Start of Supplied data

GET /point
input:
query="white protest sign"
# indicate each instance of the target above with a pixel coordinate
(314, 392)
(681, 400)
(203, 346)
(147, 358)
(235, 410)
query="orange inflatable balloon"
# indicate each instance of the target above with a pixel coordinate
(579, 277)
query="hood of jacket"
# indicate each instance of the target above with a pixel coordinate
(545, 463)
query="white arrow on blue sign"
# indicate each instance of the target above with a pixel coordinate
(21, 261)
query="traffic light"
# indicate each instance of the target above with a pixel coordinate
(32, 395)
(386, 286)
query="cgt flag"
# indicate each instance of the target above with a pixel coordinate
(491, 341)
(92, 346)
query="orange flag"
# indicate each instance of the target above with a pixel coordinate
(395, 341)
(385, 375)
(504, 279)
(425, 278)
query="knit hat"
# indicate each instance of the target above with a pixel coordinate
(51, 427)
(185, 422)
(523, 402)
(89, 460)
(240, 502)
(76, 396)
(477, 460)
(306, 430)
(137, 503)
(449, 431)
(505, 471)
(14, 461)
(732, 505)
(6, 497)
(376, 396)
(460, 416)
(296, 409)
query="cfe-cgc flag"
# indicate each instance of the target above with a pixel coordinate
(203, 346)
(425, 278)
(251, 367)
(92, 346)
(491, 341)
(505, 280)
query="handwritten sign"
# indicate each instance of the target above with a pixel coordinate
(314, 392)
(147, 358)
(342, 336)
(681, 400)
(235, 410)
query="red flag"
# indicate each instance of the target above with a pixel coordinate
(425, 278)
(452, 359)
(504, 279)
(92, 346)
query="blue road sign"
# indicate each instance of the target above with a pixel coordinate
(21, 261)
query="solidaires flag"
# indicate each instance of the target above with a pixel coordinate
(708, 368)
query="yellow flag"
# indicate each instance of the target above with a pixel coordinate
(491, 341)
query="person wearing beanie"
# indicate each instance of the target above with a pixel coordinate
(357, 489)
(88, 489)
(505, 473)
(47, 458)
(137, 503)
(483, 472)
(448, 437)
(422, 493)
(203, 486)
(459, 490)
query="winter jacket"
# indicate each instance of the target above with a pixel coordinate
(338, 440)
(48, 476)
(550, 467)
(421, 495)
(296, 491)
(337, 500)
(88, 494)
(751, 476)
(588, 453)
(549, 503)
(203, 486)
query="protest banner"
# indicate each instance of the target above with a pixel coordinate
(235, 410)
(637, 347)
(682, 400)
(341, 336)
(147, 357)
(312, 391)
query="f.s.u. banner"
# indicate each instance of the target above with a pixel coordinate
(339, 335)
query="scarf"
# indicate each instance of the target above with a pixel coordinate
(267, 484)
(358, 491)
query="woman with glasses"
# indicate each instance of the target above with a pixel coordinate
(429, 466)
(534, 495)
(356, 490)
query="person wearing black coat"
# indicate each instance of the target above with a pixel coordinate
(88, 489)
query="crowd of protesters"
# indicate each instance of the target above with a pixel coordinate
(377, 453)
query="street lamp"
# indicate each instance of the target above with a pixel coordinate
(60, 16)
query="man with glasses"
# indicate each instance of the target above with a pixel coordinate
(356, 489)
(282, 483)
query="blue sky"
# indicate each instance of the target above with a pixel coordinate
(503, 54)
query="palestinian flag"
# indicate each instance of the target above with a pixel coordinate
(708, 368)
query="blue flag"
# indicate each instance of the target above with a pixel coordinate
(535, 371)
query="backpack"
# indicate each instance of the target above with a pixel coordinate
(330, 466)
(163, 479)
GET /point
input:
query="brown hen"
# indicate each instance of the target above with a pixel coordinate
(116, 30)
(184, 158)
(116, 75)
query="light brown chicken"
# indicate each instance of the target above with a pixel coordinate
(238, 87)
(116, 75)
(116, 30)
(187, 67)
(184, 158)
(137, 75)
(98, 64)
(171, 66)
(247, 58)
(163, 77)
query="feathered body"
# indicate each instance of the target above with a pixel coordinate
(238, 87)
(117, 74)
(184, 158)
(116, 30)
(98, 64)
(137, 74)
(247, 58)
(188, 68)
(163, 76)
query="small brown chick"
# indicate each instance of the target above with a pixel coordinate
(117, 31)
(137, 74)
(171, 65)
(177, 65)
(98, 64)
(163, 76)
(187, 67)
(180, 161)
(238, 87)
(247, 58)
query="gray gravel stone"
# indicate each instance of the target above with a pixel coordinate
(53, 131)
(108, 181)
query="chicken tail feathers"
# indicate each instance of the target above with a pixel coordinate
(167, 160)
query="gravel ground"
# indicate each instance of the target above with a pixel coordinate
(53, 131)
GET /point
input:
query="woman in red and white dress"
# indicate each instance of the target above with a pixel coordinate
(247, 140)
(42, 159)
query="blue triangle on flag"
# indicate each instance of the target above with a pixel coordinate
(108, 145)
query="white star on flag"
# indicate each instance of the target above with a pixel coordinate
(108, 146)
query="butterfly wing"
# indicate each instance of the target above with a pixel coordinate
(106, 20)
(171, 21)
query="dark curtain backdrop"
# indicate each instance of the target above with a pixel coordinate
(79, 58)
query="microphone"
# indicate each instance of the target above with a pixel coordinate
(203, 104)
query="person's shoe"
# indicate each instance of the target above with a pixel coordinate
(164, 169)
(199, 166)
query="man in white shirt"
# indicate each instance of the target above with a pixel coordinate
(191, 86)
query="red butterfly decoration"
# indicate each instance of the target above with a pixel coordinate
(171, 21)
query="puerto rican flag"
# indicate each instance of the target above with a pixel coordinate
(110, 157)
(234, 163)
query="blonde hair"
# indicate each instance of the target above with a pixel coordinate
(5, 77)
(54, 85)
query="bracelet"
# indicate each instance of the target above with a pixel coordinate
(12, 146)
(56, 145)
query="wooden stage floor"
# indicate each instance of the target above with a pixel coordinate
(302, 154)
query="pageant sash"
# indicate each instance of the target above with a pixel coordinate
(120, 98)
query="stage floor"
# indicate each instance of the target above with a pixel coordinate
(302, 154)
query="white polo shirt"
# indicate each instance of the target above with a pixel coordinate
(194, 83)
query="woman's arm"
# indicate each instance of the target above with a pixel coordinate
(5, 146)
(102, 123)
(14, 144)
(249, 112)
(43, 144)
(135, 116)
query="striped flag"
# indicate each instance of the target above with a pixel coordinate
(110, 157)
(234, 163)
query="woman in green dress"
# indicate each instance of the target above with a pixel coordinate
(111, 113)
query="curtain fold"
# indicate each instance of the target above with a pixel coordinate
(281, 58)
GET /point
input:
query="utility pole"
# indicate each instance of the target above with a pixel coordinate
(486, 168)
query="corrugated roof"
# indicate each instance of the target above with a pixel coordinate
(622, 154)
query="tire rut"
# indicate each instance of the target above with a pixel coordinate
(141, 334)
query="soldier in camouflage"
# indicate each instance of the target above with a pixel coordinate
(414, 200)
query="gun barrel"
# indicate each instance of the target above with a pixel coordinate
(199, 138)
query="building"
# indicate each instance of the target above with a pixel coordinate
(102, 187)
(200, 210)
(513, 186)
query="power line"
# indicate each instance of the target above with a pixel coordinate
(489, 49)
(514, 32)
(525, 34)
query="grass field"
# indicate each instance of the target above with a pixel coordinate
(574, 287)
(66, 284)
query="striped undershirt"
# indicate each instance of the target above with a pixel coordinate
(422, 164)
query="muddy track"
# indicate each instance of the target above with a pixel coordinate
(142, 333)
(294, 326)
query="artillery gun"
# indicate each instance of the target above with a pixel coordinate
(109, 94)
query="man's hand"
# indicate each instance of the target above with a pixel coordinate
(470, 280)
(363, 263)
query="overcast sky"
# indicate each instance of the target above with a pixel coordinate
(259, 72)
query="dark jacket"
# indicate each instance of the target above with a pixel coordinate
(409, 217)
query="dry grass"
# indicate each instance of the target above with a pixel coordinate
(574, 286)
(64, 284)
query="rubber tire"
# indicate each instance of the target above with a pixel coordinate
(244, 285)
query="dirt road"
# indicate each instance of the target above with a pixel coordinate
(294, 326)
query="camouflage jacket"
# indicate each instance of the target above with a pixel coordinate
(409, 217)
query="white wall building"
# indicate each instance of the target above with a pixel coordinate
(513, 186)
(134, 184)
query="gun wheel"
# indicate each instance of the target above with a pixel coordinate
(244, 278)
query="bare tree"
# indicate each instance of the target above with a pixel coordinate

End of Supplied data

Go through the entries above and report every line in which the word "jacket" appears.

#### Finished exercise
query="hood of jacket"
query="winter jacket"
query="dark jacket"
query="camouflage jacket"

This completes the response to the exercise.